### [GIVEN REQUEST]
Please gather every line in the records below that contains the word "green" and copy each of those lines. Case counts.

[A series of records]
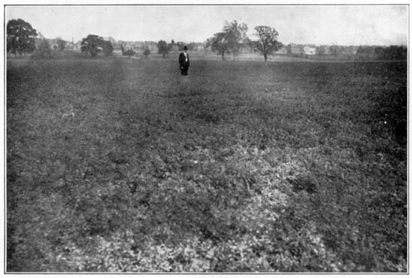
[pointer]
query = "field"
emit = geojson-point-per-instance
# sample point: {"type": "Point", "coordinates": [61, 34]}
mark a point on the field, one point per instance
{"type": "Point", "coordinates": [122, 165]}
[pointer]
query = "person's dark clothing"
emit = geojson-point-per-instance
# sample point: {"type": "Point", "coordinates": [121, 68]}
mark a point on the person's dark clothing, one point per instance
{"type": "Point", "coordinates": [184, 62]}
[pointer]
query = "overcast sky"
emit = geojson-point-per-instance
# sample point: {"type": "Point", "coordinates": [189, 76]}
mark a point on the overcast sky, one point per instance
{"type": "Point", "coordinates": [308, 24]}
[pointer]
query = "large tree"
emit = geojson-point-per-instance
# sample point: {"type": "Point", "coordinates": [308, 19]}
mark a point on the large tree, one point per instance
{"type": "Point", "coordinates": [61, 44]}
{"type": "Point", "coordinates": [219, 44]}
{"type": "Point", "coordinates": [230, 40]}
{"type": "Point", "coordinates": [163, 48]}
{"type": "Point", "coordinates": [94, 44]}
{"type": "Point", "coordinates": [267, 42]}
{"type": "Point", "coordinates": [20, 37]}
{"type": "Point", "coordinates": [235, 35]}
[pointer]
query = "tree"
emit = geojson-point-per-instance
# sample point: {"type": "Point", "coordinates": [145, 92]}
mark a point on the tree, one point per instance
{"type": "Point", "coordinates": [163, 48]}
{"type": "Point", "coordinates": [235, 36]}
{"type": "Point", "coordinates": [146, 52]}
{"type": "Point", "coordinates": [20, 37]}
{"type": "Point", "coordinates": [230, 40]}
{"type": "Point", "coordinates": [267, 42]}
{"type": "Point", "coordinates": [218, 43]}
{"type": "Point", "coordinates": [107, 48]}
{"type": "Point", "coordinates": [92, 44]}
{"type": "Point", "coordinates": [61, 44]}
{"type": "Point", "coordinates": [128, 53]}
{"type": "Point", "coordinates": [43, 50]}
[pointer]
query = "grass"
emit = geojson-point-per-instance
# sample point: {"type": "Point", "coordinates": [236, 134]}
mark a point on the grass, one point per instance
{"type": "Point", "coordinates": [123, 165]}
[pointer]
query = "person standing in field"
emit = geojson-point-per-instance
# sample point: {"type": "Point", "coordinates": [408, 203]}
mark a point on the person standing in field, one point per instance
{"type": "Point", "coordinates": [184, 61]}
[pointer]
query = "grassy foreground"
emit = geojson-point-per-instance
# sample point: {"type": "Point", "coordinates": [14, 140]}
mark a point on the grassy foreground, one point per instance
{"type": "Point", "coordinates": [122, 165]}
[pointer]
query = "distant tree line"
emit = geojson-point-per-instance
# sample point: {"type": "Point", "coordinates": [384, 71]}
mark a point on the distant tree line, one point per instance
{"type": "Point", "coordinates": [23, 38]}
{"type": "Point", "coordinates": [233, 37]}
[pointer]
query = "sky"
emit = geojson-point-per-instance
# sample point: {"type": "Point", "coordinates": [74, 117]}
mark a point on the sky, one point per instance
{"type": "Point", "coordinates": [302, 24]}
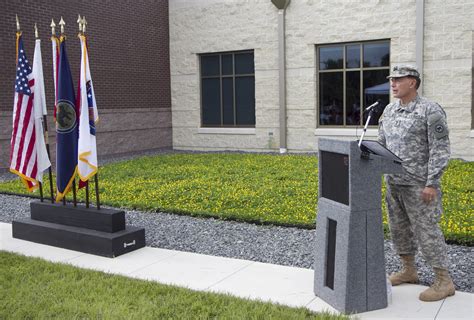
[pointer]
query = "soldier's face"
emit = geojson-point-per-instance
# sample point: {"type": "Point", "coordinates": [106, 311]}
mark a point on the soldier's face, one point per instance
{"type": "Point", "coordinates": [403, 87]}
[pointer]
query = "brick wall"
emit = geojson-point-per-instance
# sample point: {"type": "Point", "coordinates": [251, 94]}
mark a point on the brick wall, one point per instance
{"type": "Point", "coordinates": [129, 61]}
{"type": "Point", "coordinates": [227, 25]}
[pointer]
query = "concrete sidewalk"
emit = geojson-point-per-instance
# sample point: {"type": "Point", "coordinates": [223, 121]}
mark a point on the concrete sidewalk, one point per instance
{"type": "Point", "coordinates": [248, 279]}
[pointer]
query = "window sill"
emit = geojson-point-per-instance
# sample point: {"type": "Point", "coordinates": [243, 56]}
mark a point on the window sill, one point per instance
{"type": "Point", "coordinates": [242, 131]}
{"type": "Point", "coordinates": [349, 132]}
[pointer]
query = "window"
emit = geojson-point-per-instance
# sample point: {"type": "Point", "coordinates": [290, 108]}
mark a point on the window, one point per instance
{"type": "Point", "coordinates": [350, 76]}
{"type": "Point", "coordinates": [228, 89]}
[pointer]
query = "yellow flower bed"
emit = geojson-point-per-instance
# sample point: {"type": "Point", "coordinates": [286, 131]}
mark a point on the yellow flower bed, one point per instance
{"type": "Point", "coordinates": [251, 187]}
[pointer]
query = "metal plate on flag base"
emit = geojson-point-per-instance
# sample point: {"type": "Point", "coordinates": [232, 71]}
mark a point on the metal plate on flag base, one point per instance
{"type": "Point", "coordinates": [108, 220]}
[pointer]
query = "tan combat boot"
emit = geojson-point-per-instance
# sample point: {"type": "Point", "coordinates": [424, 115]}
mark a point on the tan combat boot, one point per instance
{"type": "Point", "coordinates": [407, 274]}
{"type": "Point", "coordinates": [442, 287]}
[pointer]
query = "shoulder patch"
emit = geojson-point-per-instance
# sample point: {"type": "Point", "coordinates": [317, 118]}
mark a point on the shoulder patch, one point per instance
{"type": "Point", "coordinates": [438, 126]}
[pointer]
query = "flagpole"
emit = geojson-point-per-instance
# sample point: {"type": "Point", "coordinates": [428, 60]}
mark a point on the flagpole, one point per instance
{"type": "Point", "coordinates": [45, 132]}
{"type": "Point", "coordinates": [97, 190]}
{"type": "Point", "coordinates": [74, 192]}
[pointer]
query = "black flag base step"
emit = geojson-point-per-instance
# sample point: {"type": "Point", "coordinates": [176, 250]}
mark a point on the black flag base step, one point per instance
{"type": "Point", "coordinates": [99, 232]}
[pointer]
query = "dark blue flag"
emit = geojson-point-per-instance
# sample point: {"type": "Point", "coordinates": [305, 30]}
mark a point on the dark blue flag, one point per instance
{"type": "Point", "coordinates": [66, 127]}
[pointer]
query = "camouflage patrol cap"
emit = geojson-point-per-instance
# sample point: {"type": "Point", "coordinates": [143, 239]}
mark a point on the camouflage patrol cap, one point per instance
{"type": "Point", "coordinates": [404, 70]}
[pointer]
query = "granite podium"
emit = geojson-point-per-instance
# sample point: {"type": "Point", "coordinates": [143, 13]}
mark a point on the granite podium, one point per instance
{"type": "Point", "coordinates": [349, 260]}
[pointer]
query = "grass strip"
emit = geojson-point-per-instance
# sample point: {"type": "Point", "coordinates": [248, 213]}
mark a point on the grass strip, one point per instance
{"type": "Point", "coordinates": [32, 288]}
{"type": "Point", "coordinates": [259, 188]}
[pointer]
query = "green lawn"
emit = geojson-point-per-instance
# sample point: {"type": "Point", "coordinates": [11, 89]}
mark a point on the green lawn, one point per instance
{"type": "Point", "coordinates": [32, 288]}
{"type": "Point", "coordinates": [251, 187]}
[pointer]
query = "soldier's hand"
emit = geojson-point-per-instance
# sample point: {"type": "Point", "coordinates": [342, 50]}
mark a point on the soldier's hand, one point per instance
{"type": "Point", "coordinates": [429, 194]}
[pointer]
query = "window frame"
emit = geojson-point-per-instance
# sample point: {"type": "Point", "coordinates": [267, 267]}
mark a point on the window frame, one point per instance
{"type": "Point", "coordinates": [344, 71]}
{"type": "Point", "coordinates": [221, 76]}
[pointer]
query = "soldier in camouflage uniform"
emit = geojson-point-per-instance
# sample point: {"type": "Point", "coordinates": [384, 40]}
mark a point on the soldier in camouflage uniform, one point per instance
{"type": "Point", "coordinates": [415, 129]}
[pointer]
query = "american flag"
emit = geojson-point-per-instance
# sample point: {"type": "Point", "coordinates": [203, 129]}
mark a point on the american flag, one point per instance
{"type": "Point", "coordinates": [23, 154]}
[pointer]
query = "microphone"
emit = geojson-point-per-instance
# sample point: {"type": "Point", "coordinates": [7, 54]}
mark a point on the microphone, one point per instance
{"type": "Point", "coordinates": [372, 106]}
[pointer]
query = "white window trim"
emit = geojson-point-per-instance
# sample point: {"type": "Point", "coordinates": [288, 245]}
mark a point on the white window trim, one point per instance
{"type": "Point", "coordinates": [348, 132]}
{"type": "Point", "coordinates": [241, 131]}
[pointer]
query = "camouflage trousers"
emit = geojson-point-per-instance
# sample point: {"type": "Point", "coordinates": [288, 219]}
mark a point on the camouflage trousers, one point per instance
{"type": "Point", "coordinates": [414, 223]}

### [TASK RESPONSE]
query = "green lawn"
mark a point on the green lawn, one point per instance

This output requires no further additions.